:: Document extract ::
■ ■ ■ ■ ■ ■ ■

Today is November 6th and it’s election day in Orange County, California and the nation. Don’t waste this opportunity to participate in your God given right to vote.
If you have not voted yet, and you need a last minute assist, go to my complete all-inclusive voter guide at MOORLACH CAMPAIGN UPDATE — All-Inclusive Voter Guide — October 24, 2018. It also has links to the focused subject matter voter guides that I’ve provided over the past few weeks.
If you live in the OC and need any voter information, including polling places or election night results later this evening, go to the Registrar of Voters’ website at https://www.ocvote.com/. For California, go to the Secretary of State’s website at https://www.sos.ca.gov/elections/.
Thankfully, this is my last Campaign UPDATE for this two-year election cycle. Allow me to focus on one race. A contest where I’ve decided to stay neutral.
After some 23 years in public service, I’ve worked with and known both Supervisor Todd Spitzer and District Attorney Tony Rackauckas for a long time. Now they are running head-to-head for the elected office of District Attorney, after making it to the top two in the June Primary.
I did not endorse in the Primary, suggesting that either one would be a good second choice (see MOORLACH CAMPAIGN UPDATE — June Primary Antics — April 28, 2018).
So, let me do a little soul searching and lay it out as best as I can. Let’s start with the incumbent. Speaking as a former department head, Tony Rackauckas has been a miserable manager of a large department. Without going into all the gruesome details, like Grand Jury reports criticizing his managerial efforts from the get-go, I’ll provide a few examples.
For me, the Dekraai mass shooting in Seal Beach was a classic slam dunk. But, because of the now famous snitch scandal, the survivors of Mr. Dekraai’s victims saw the death penalty taken off the table and will not see justice. This is tragically ironic, as Rackauckas is a strong advocate of the death penalty (something he just couldn’t seem to skillfully articulate in a public setting).
If you debated the costs of pursuing the death penalty during the Great Recession, which I did while serving as a County Supervisor in an era where 1,000 employees were laid off, Tony determined that I must be anti-death penalty and accused me of such. So much for seeking the true facts; something a prosecutor is required to do.
I shared my frustrations shortly after being elected to the State Senate (see
MOORLACH UPDATE — Day Two — March 26, 2015)
With the Dekraai case tangled in the informant battle, the trial to decide his punishment could be delayed more than a year, frustrating victims’ families – and at least one locally elected official.
“How do you mess up a case like this?” asked former supervisor John Moorlach, whose district represented Seal Beach. “It’s unconscionable.”
The Dekraai case reverberations would make it to the Legislature and I would make my frustration known on the Senate Floor (see MOORLACH UPDATE — Prosecutor Accountability — October 4, 2016).

■ ■ ■ ■ ■ ■ ■

:: Given material ::
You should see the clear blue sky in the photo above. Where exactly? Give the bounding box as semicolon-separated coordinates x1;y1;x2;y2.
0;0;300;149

■ ■ ■ ■ ■ ■ ■

:: Work instructions ::
From the election-day campaign update, list every earlier Moorlach update it cites, giving each one's title and date. The listing plays no part in what follows.

:: Reply ::
- All-Inclusive Voter Guide (October 24, 2018)
- June Primary Antics (April 28, 2018)
- Day Two (March 26, 2015)
- Prosecutor Accountability (October 4, 2016)